* _WHAT IS REQUIRED_:
Exactly the line with "Please drop a marker on the white wall" and the lines that follow it, through the closing line of the entries, should be restated, with nothing left out or added.

BEGIN

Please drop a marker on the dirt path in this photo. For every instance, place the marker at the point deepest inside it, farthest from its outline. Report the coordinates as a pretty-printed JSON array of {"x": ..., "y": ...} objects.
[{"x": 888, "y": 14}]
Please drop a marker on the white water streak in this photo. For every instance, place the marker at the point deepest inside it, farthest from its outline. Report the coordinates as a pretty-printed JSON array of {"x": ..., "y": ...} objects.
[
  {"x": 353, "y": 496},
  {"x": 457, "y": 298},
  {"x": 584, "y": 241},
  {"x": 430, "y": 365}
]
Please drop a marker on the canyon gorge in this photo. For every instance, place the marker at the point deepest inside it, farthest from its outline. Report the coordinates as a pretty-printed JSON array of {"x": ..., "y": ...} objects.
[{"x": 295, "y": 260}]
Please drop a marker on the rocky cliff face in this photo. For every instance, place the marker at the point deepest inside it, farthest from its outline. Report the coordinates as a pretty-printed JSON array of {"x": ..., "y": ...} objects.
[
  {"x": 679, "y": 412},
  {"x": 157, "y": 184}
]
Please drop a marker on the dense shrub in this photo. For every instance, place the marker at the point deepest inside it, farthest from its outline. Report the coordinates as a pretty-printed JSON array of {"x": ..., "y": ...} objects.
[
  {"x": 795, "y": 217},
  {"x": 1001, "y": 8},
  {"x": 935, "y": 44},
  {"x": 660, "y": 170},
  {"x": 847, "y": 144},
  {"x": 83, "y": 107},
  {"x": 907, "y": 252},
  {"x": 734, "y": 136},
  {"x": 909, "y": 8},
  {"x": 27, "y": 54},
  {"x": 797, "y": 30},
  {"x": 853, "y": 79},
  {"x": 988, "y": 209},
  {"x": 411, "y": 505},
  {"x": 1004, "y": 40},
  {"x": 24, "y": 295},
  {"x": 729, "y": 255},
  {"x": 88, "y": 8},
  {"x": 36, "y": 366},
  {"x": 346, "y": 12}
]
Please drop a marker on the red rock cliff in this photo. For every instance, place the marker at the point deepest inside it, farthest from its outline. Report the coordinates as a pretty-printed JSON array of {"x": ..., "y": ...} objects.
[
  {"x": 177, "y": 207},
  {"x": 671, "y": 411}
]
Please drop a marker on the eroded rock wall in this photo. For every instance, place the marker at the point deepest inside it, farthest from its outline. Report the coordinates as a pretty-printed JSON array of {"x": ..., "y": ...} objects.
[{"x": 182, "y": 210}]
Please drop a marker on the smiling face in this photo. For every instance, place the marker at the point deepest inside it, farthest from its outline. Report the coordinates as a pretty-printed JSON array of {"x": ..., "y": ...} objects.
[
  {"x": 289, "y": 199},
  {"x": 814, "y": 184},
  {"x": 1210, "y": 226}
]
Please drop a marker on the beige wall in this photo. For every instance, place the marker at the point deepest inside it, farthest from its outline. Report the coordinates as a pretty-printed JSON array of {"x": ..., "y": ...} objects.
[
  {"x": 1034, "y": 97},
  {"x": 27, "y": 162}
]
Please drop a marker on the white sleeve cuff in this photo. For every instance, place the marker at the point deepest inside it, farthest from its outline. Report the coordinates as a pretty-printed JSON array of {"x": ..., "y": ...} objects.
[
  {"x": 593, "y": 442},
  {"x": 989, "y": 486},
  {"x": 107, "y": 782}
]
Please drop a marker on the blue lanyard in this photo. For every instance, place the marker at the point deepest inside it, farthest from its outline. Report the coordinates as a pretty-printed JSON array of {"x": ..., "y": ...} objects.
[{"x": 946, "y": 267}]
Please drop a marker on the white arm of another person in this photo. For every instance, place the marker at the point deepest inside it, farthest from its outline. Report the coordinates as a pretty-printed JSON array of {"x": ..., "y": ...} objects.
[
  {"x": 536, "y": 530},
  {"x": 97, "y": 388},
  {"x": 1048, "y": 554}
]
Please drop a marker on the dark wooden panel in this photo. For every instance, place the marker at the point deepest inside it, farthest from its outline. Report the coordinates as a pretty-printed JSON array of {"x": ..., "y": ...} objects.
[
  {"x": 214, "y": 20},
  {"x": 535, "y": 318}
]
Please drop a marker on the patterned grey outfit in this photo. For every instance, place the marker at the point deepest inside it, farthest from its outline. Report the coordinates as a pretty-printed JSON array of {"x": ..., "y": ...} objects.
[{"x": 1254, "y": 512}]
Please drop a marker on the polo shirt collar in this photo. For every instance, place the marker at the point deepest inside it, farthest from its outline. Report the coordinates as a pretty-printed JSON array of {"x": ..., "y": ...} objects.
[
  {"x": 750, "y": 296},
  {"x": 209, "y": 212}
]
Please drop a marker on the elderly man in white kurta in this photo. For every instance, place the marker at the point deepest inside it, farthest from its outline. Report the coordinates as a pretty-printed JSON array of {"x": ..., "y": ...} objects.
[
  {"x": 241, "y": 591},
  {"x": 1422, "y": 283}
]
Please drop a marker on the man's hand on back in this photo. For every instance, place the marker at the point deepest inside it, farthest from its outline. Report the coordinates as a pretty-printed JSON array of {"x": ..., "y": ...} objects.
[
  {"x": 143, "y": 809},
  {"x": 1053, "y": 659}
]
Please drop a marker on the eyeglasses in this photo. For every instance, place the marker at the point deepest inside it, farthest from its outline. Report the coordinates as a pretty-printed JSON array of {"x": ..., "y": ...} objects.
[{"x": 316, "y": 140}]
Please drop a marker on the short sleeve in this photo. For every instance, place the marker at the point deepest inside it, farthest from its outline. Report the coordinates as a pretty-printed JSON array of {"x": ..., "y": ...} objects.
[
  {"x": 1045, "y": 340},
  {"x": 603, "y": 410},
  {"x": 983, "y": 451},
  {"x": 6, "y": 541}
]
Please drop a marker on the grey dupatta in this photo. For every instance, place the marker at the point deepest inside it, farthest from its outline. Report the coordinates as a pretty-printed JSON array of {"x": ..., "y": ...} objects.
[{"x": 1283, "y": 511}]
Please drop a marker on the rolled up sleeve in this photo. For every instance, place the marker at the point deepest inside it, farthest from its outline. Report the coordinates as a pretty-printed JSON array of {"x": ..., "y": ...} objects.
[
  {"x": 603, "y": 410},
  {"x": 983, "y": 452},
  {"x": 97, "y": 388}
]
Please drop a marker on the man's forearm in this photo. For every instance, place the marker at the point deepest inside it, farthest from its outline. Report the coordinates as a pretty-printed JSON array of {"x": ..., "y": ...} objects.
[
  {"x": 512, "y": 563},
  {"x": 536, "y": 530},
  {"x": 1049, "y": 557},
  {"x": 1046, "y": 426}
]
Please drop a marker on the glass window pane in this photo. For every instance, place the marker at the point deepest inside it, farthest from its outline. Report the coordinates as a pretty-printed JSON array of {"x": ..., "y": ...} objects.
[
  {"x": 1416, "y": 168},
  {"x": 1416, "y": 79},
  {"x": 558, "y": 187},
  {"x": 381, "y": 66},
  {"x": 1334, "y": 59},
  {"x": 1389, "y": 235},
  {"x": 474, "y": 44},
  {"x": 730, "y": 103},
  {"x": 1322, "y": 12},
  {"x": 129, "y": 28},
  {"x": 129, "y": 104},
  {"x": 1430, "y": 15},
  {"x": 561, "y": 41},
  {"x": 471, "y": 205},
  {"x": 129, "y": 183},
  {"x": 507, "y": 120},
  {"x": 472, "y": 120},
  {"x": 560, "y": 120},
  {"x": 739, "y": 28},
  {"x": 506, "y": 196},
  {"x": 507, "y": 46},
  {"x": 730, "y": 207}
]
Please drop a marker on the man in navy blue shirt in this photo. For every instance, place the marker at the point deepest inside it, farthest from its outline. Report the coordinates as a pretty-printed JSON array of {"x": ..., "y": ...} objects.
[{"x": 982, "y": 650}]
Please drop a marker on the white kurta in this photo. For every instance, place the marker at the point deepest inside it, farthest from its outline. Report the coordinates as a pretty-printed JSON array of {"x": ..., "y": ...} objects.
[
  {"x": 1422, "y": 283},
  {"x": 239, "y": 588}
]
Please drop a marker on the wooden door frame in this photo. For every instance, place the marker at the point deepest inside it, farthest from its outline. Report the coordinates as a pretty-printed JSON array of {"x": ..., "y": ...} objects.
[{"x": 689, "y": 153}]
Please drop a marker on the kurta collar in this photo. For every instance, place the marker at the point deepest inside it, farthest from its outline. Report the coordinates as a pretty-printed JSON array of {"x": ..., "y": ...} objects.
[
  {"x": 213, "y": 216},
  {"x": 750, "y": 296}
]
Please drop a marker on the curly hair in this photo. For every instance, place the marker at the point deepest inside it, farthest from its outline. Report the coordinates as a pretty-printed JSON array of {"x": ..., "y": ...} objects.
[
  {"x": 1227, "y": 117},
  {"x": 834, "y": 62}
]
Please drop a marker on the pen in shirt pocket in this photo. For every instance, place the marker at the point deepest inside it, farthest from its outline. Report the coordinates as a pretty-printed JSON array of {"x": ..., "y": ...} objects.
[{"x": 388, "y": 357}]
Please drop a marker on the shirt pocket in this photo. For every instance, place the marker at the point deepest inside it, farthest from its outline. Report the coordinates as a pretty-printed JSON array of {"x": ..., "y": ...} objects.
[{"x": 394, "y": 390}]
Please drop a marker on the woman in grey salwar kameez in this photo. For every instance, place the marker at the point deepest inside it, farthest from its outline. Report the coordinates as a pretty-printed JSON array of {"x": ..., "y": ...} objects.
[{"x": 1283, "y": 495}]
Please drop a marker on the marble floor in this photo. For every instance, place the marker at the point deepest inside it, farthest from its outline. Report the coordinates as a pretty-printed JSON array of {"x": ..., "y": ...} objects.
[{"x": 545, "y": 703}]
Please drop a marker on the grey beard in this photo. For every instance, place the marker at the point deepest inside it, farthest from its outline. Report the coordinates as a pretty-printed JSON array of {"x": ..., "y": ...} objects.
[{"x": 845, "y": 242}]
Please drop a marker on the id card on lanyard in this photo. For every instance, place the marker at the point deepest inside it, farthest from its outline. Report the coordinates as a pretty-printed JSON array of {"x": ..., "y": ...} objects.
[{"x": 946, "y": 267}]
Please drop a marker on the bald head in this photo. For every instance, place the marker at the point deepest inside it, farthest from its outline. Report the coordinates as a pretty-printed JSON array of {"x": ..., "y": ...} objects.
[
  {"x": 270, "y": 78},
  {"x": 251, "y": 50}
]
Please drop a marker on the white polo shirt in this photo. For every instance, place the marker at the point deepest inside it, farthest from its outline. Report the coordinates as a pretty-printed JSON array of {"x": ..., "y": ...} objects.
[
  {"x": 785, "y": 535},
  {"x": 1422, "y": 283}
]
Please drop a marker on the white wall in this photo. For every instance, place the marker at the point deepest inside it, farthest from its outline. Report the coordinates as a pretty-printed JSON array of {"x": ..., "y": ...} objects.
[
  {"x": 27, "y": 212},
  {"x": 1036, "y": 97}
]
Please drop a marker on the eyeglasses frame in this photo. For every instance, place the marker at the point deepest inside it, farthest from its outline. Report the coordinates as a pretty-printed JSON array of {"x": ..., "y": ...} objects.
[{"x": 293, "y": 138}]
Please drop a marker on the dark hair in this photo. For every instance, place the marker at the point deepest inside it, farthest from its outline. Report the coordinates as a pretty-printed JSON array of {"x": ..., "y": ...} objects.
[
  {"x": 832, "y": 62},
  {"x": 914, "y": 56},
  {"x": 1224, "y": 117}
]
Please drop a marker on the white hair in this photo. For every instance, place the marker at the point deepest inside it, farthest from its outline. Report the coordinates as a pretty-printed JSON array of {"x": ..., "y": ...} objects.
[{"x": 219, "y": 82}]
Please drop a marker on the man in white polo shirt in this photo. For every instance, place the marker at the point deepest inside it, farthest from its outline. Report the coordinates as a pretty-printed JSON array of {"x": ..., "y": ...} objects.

END

* _PROBLEM SOLUTION_:
Please drop a marker on the white wall in this photo. For every instance, place the marker at the point deepest inside it, farthest from its outline. Report the coordinates as a pretty-printed JSON array of {"x": ..., "y": ...} objects.
[
  {"x": 27, "y": 212},
  {"x": 1036, "y": 97}
]
Please drop a marker on the eyeglasses frame in this photo. For every instance, place the marker at the point deepest inside it, farthest from its outline. Report the coordinates as a pretty-printed JSON array of {"x": ..., "y": ...} objects.
[{"x": 293, "y": 138}]
Please drop a marker on the dark hair in this photo. For every instance, place the marker at the point deepest inside it, farthest from its outline. Report the coordinates as a pretty-printed JSON array of {"x": ..., "y": ...} objects.
[
  {"x": 832, "y": 62},
  {"x": 914, "y": 56},
  {"x": 1224, "y": 117}
]
Please drop a marker on the white hair in this photo. For every instance, place the marker at the point deepest inside it, farthest from its outline. Report the coordinates as a pretty-printed JSON array of {"x": ..., "y": ...} objects.
[{"x": 219, "y": 82}]
Please drop a marker on the man in white polo shirt in this photo. For every instance, place the marker at the point deepest inside it, farthest from its outline. Report the coordinates as a pretty-printed JSON array of {"x": ..., "y": ...} objects.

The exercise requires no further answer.